● YOUR OBJECTIVE:
Start at the line that contains "POLYGON ((294 370, 140". Repeat it and each line after it, exactly, up to and including the final line of the data.

DATA UNDER STUDY START

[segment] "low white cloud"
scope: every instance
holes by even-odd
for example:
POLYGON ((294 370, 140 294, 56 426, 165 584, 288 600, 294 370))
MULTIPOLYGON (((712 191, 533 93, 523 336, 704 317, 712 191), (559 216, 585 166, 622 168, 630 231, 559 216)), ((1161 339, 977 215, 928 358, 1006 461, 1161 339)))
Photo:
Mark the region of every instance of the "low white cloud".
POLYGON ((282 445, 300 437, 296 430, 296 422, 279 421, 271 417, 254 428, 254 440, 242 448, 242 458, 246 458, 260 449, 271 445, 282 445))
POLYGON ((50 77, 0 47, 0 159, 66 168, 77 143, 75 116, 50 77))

DATA UNDER STUDY END

● RESPONSE TO THIS TASK:
POLYGON ((294 370, 140 294, 56 426, 165 584, 288 600, 294 370))
MULTIPOLYGON (((712 191, 533 93, 523 336, 704 317, 712 191), (559 216, 585 166, 622 168, 630 231, 559 216)), ((1161 339, 977 215, 928 358, 1006 461, 1161 339)))
Photo:
Mark the region of every instance of the "low white cloud".
POLYGON ((282 445, 300 437, 296 430, 296 422, 279 421, 271 417, 254 428, 254 440, 242 448, 242 458, 246 458, 260 449, 271 445, 282 445))
POLYGON ((50 77, 0 47, 0 159, 66 168, 77 143, 75 116, 50 77))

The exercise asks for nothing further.